Document passage -

>>>>

How does Rafay align with ENS and EU sovereignty frameworks?

Rafay supports the security measures defined by ENS (Esquema Nacional de Seguridad) Nivel Alto across confidentiality, integrity, availability, and traceability. This includes encryption at rest and in transit, immutable audit logs, high-availability and disaster recovery capabilities, and complete audit trails for tenant and administrative activity. Rafay holds SOC 2 certification and provides a structured EU Cloud Sovereignty self-assessment mapped to the European Commission framework. EU and Spanish regulatory certifications are pursued in collaboration with EU-based systems integrator partners who provide the regional delivery and support infrastructure needed to satisfy in-country requirements.

How quickly can a neocloud go from raw GPUs to billable services with Rafay?

A neocloud can typically reach its first billable AI services in approximately six to eight weeks using the Rafay Platform, compared to the many months a from-scratch platform build would require. Rafay provides the multi-tenant operating layer, self-service portal, SKU design tools, metering engine, and billing integration that neoclouds would otherwise need to build themselves. Once the platform is running, operators can expand their service catalog — adding new GPU SKUs, inference endpoints, or AI service tiers — without re-platforming. The accelerated timeline means neoclouds can begin generating token-metered revenue while their infrastructure is still scaling, rather than waiting for a complete build-out.

What is the Build-Validate-Operate-Transfer (BVOT) methodology?

Build-Validate-Operate-Transfer is Rafay's structured methodology for deploying and handing over a production AI cloud to an operator's team. The Build phase installs and integrates the full software stack and delivers runbooks and as-built diagrams. Validate confirms functional and failure-scenario behavior, including a complete shutdown and startup cycle, before any production traffic runs. During Operate, Rafay runs the platform under agreed service levels while the operator's team shadows and learns every Level 1, 2, and 3 procedure — covering tenant onboarding, node lifecycle, upgrades, and incident response. Transfer formally hands over all operational artifacts, trains the team, and requires demonstrated independent operation before acceptance is signed off. The methodology is designed so that sovereign and enterprise operators can self-sustain the platform without ongoing Rafay involvement.

Is Rafay NVIDIA AI Cloud Ready and NVIDIA-validated?

Yes. Rafay is an NVIDIA AI Cloud Ready validated ISV and is compliant with the NVIDIA NCP (NCP) software reference architecture. Rafay is qualified for NVIDIA offtake demand models, supports API-driven consumption of infrastructure, and enables service-based delivery of AI workloads including NVIDIA NIM and NeMo. The Rafay Platform supports NVIDIA GB200 and GB300 NVL72 rack-scale systems, HGX B100, B200, and B300 NVL8 multi-GPU servers, and RTX PRO 6000 servers, and is designed to support future NVIDIA hardware generations. Rafay integrates natively with NVIDIA Base Command Manager (BCM) for bare metal provisioning and NVIDIA Unified Fabric Manager (UFM) for InfiniBand isolation, and powers reference deployments across the NVIDIA ecosystem.

Can the Rafay Platform run fully air-gapped with no external connectivity?

<<<<

Dataset excerpt -
>>>>

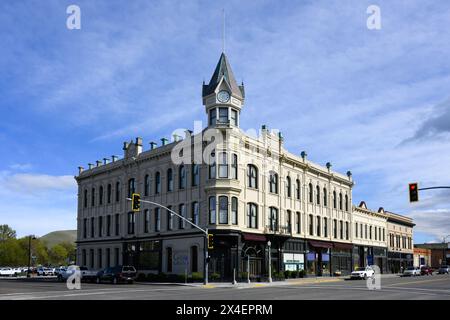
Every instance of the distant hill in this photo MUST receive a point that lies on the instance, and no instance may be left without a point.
(56, 237)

<<<<

Actions to take -
**1.** What is this sentence from the Rafay FAQ in Spanish: "Rafay holds SOC 2 certification and provides a structured EU Cloud Sovereignty self-assessment mapped to the European Commission framework."?
**2.** Do these statements agree with the Rafay FAQ? For each, answer yes or no and quote the deciding words.
(a) The Rafay Platform supports RTX PRO 6000 servers.
(b) During the Operate phase, the operator's team runs the platform while Rafay shadows.
(c) A neocloud typically reaches its first billable AI services in about three months with the Rafay Platform.
The data plays no part in this.

Results of the exercise -
**1.** Rafay cuenta con la certificación SOC 2 y ofrece una autoevaluación estructurada de Soberanía en la Nube de la UE, alineada con el marco de la Comisión Europea.

**2.**
(a) Yes: "and RTX PRO 6000 servers"
(b) No: "Rafay runs the platform under agreed service levels while the operator's team shadows"
(c) No: "in approximately six to eight weeks"